§ Task requirements
Find each line in the entries below that contains the string "wooden" and copy those lines. Case counts.
——
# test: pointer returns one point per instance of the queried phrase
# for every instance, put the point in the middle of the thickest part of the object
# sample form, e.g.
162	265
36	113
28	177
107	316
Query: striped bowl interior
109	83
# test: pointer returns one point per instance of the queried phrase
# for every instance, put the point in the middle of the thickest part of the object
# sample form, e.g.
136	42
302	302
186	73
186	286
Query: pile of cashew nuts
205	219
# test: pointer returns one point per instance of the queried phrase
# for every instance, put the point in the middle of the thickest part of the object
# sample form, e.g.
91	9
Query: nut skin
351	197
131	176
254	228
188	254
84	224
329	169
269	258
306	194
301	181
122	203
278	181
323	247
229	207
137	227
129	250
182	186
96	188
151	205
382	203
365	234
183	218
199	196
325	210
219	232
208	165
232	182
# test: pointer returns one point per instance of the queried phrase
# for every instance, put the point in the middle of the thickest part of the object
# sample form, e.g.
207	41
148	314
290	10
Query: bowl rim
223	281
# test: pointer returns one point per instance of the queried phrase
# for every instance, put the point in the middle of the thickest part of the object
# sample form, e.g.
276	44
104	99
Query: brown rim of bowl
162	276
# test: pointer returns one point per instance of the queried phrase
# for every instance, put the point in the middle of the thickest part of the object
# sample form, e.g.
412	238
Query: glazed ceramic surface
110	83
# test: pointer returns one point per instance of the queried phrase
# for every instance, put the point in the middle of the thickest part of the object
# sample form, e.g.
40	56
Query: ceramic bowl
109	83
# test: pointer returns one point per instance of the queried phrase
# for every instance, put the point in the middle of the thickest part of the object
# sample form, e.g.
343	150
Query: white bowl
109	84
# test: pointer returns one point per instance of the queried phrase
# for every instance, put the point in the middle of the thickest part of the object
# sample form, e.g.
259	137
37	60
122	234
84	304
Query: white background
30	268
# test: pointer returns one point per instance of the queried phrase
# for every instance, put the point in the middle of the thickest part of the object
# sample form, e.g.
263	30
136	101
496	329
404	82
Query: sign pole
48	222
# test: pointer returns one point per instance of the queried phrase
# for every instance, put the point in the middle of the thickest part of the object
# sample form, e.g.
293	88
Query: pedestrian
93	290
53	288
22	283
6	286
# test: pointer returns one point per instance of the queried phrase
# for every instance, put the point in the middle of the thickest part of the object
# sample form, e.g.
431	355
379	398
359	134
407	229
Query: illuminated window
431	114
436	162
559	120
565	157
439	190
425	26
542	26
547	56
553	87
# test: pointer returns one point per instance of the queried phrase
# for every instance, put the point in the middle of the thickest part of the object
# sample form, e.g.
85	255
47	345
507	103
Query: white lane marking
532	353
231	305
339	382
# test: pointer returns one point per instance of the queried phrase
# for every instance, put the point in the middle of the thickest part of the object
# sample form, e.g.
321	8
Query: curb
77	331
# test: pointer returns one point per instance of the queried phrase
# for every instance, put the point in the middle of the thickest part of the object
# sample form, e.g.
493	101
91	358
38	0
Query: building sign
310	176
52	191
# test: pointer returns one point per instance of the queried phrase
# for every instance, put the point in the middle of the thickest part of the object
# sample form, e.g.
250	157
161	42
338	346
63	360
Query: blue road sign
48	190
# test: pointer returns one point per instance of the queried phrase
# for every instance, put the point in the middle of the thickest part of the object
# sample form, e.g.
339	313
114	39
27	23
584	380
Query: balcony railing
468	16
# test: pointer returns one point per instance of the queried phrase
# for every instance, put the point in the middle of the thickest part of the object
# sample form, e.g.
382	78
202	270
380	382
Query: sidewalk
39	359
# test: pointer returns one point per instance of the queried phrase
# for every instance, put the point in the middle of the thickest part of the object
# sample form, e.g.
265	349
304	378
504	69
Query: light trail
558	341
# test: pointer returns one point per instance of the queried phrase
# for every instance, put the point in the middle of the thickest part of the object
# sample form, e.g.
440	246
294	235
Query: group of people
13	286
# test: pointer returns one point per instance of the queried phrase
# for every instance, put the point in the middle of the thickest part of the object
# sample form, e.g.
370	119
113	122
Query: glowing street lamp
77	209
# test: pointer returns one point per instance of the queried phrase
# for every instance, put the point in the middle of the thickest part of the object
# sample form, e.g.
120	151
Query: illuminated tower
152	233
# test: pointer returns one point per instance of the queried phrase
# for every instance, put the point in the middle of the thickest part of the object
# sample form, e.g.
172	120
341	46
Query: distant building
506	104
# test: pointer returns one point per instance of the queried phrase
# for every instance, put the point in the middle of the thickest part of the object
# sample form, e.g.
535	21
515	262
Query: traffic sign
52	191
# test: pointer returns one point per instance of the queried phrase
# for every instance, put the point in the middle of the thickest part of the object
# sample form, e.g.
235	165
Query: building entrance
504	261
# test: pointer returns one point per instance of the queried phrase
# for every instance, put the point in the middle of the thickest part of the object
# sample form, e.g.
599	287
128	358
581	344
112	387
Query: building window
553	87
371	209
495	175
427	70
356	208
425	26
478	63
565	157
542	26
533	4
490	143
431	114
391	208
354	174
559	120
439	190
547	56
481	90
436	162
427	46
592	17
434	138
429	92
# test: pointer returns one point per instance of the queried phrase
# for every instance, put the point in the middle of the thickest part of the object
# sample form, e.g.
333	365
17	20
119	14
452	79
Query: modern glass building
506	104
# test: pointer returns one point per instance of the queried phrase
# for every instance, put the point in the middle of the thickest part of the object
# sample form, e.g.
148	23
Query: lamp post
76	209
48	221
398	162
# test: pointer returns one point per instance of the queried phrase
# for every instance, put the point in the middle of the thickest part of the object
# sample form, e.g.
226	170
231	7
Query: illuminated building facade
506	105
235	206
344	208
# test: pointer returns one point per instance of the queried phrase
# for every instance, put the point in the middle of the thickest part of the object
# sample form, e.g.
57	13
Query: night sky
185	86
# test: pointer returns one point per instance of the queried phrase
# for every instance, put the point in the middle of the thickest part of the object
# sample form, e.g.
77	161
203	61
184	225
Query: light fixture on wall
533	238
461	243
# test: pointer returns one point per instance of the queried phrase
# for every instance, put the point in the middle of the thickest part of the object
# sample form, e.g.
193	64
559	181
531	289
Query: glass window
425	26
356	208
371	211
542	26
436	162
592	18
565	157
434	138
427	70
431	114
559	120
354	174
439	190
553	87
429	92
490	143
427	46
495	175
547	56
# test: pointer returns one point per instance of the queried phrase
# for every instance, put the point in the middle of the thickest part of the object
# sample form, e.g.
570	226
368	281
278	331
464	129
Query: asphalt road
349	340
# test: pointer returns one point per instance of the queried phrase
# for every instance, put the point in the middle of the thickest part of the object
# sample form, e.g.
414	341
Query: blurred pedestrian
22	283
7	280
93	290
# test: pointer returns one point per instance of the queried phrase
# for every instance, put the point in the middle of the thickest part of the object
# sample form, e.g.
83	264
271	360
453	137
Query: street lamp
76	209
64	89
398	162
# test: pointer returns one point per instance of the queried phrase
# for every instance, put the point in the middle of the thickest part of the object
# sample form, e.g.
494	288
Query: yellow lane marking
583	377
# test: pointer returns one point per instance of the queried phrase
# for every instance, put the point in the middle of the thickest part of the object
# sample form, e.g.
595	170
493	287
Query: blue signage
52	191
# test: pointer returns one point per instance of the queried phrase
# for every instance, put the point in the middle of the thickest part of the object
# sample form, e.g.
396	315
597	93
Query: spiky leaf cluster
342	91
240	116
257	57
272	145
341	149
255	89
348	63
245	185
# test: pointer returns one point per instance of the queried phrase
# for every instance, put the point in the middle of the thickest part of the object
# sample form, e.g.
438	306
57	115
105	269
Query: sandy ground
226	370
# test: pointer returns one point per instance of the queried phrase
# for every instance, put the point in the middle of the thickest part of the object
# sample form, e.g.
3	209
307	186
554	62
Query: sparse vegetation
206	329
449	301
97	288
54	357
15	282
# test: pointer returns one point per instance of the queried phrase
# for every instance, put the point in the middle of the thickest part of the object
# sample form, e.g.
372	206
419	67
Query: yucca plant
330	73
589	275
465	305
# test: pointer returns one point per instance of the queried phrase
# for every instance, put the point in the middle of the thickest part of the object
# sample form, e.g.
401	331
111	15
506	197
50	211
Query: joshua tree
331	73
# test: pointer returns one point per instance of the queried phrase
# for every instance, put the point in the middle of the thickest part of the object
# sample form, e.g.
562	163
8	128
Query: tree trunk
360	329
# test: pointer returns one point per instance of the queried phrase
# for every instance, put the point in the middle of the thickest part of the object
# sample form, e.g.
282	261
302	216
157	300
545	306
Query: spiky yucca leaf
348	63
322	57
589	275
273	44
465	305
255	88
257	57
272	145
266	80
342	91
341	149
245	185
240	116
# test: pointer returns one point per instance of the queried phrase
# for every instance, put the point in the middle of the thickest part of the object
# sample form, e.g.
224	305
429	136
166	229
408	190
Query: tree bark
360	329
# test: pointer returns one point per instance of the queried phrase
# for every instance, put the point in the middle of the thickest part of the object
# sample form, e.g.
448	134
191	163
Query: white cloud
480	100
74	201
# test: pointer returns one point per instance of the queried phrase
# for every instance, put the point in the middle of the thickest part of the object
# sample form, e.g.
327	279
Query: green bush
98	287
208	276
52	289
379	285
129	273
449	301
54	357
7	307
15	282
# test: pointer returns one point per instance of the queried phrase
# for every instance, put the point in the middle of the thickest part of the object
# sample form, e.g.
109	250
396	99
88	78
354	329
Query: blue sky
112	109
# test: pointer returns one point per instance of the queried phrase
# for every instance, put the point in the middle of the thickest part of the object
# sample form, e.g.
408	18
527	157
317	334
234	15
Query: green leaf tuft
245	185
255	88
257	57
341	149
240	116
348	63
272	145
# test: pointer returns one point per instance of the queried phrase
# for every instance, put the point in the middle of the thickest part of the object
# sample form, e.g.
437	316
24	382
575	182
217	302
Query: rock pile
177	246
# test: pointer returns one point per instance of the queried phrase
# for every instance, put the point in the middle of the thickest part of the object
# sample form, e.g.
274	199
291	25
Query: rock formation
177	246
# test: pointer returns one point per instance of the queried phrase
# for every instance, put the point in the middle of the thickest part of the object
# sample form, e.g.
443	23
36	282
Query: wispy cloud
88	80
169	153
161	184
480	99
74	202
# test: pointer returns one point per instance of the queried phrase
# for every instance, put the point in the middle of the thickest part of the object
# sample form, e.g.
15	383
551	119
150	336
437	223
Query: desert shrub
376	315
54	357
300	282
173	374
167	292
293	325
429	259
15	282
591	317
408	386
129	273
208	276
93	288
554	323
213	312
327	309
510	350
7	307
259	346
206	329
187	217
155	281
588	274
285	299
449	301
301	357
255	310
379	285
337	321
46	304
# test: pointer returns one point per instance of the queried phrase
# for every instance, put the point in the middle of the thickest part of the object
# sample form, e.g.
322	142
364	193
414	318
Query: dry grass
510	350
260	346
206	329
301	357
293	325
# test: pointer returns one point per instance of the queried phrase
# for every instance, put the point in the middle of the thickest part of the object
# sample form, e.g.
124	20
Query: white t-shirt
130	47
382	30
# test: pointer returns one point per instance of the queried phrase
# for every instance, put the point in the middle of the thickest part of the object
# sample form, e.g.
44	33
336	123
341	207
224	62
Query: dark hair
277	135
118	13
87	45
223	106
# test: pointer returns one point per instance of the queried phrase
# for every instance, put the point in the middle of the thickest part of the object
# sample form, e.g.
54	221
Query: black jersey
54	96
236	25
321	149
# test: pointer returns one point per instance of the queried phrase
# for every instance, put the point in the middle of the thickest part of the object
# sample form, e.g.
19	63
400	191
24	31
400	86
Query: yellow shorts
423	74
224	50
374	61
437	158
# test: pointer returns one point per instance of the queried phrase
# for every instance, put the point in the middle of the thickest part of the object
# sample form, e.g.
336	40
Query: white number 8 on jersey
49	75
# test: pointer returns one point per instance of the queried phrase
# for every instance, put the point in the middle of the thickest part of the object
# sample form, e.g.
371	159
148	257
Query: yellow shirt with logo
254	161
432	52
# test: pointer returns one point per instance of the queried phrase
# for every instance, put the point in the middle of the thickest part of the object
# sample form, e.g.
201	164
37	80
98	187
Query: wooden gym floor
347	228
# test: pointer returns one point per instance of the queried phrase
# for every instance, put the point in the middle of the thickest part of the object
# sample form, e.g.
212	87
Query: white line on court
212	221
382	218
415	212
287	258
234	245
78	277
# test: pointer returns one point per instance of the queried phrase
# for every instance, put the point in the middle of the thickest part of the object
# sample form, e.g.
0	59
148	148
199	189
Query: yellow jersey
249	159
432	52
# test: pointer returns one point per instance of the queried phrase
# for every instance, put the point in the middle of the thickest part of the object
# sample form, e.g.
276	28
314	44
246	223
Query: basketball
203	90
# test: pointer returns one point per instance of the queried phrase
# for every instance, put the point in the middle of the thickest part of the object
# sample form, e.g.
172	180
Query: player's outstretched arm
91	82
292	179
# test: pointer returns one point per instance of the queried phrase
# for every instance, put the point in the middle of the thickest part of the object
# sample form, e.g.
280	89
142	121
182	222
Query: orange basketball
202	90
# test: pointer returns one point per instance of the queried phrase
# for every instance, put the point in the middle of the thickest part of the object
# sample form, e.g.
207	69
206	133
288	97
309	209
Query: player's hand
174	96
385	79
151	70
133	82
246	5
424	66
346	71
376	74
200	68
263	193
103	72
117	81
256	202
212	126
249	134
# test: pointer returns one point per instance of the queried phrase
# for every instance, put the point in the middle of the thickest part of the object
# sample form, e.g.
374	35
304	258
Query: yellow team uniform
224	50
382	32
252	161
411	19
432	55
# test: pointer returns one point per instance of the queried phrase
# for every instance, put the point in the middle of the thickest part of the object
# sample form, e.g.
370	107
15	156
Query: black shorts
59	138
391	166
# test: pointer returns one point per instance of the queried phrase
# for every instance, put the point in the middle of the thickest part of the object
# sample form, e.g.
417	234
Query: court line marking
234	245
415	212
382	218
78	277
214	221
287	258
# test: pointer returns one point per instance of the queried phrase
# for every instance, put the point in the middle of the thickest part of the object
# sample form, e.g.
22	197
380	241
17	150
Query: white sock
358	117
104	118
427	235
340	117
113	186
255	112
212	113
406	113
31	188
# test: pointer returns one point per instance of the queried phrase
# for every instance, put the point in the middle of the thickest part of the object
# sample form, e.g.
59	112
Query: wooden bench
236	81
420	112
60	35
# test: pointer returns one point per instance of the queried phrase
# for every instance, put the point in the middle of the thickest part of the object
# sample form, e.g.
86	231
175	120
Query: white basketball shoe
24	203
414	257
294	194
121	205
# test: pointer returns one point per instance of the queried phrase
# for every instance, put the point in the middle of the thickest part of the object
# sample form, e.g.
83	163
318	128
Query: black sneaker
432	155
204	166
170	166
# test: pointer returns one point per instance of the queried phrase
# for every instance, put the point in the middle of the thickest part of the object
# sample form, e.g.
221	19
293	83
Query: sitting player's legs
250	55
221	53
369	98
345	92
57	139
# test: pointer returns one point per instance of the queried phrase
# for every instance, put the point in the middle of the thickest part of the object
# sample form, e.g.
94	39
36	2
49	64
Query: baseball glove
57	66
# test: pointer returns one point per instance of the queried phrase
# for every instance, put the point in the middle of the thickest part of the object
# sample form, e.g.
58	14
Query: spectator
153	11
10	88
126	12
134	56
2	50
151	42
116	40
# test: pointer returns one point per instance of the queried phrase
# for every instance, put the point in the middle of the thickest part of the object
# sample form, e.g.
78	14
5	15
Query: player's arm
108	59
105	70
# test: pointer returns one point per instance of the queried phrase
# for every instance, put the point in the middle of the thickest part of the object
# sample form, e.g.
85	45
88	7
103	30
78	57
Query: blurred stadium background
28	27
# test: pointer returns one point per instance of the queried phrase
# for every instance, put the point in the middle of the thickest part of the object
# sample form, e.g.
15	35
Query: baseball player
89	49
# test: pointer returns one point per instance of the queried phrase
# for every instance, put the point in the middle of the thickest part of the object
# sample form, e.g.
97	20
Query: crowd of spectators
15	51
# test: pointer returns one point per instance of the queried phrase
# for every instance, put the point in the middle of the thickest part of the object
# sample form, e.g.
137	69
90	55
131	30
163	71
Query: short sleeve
——
§ Complete response
Query: wooden gym floor
Query: wooden bench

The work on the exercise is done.